TEKS DITAMPILKAN:
---------------
Gubernur Bali Wayan Koster mengusung konsep ekonomi Kerthi Bali, yakni mengedepankan kemandirian ekonomi berbasis ramah lingkungan dan berkelanjutan.
Tujuannya untuk memperbaiki struktur ekonomi Bali saat ini agar tidak selalu bertumpu pada sektor pariwisata.
Sektor ekonomi kreatif dan digital diharapkan menjadi salah satu dari enam penopang baru dalam transformasi ekonomi di Bali mengingat digitalisasi juga menjadi salah satu program prioritas pemerintah di Pulau Dewata.
Saat ini, mulai banyak bermunculan pelaku ekonomi kreatif berbasis digital di Bali yang didominasi anak-anak muda.
Contohnya mereka bergelut di bidang animasi yang mampu memproduksi belasan karya per tahun, kemudian kreator gim hingga ilustrator digital.
Dewa Gede Raka Jana Nuraga adalah salah satu di antara anak muda di Bali yang bergerak sebagai pencipta konten dan membuat desain berupa gambar-gambar unik.
---------------
(Baris dari set data penunjukan)

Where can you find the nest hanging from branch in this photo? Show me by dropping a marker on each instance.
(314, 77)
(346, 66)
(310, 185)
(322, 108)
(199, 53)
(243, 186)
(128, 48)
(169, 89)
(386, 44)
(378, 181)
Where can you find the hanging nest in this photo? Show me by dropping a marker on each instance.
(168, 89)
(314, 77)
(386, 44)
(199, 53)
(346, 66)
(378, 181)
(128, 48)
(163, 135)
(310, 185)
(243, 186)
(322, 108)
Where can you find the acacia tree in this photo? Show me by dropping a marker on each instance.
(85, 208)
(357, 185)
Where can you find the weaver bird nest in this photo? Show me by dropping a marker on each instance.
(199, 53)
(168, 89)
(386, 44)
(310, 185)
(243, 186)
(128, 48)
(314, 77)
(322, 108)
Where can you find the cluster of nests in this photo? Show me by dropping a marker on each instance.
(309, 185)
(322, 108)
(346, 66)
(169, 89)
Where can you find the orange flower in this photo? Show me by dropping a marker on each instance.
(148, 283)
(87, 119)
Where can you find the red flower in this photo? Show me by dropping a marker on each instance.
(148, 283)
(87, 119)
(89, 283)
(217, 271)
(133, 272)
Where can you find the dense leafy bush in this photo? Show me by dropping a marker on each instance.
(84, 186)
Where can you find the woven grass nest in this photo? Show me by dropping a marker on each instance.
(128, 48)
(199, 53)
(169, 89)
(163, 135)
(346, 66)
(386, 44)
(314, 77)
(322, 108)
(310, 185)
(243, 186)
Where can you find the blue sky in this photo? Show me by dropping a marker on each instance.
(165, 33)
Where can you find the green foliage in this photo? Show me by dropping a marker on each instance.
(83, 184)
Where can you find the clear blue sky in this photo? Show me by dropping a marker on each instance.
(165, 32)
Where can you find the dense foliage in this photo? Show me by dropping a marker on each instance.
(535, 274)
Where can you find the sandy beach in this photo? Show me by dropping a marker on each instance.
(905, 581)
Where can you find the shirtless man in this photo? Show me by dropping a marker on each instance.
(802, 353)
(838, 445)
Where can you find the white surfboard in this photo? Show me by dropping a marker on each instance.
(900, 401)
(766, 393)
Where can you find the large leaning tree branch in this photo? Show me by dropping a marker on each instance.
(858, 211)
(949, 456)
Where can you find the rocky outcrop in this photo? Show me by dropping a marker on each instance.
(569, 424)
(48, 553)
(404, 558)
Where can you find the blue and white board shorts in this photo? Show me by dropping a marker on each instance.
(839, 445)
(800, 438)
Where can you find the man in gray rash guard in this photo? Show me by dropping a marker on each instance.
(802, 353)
---------------
PETUNJUK TUGAS 1:
Jawablah pertanyaan berikut berdasarkan teks tentang ekonomi Kerthi Bali.
(a) Siapa gubernur Bali yang mengusung konsep ekonomi Kerthi Bali?
(b) Sektor apa yang diharapkan menjadi salah satu dari enam penopang baru dalam transformasi ekonomi di Bali?
(c) Sebagai apa Dewa Gede Raka Jana Nuraga bergerak?
PETUNJUK TUGAS 2:
Sambunglah teks tentang ekonomi Kerthi Bali mulai dari kalimat terakhirnya.
Baris-baris di atas tidak diperlukan.

JAWABAN 1:
(a) Wayan Koster.
(b) Sektor ekonomi kreatif dan digital.
(c) Sebagai pencipta konten dan pembuat desain berupa gambar-gambar unik.

JAWABAN 2:
Alih-alih hanya menjadi penonton media sosial berjam-jam, pria berusia 34 tahun itu dalam dua hingga tiga jam bisa menghasilkan hingga tiga konten dan desain.
Desain tersebut salah satunya berupa gambar yang sedang tren misalnya patung raksasa “Ogoh-ogoh” saat Hari Raya Nyepi, yang dicetak dalam kaus dan dipasarkan secara digital.
Ia bahkan bisa memperluas ekosistem dan pasar sendiri selain berkuat melalui digital.
Karya-karyanya kini banyak diunggah pada laman digital tertentu yang menghasilkan cuan berupa royalti, belum termasuk karya yang dipasarkan di lapak digital (market place online).
Pelaku industri kreatif itu sering disebut sebagai creativepreneur atau individu yang menjalankan bisnis berdasarkan ide dan kreativitas.
Di sisi lain, meski pemanfaatan digitalisasi terus bertumbuh namun ternyata masih menyisakan pekerjaan rumah khususnya di sektor UMKM.
Dinas Koperasi dan UKM Provinsi Bali menyatakan, jumlah pelaku UMKM di Bali per Desember 2024 mencapai 448.434 usaha, atau naik 1,9 persen jika dibandingkan 2023.
Namun, baru sekitar 34 persen pelaku UMKM yang mengaplikasikan digitalisasi, misalnya dalam hal pemasaran hingga transaksi keuangannya.
Tantangan lain yang perlu terus menjadi perhatian adalah sisi lain dari digitalisasi terutama munculnya kejahatan siber.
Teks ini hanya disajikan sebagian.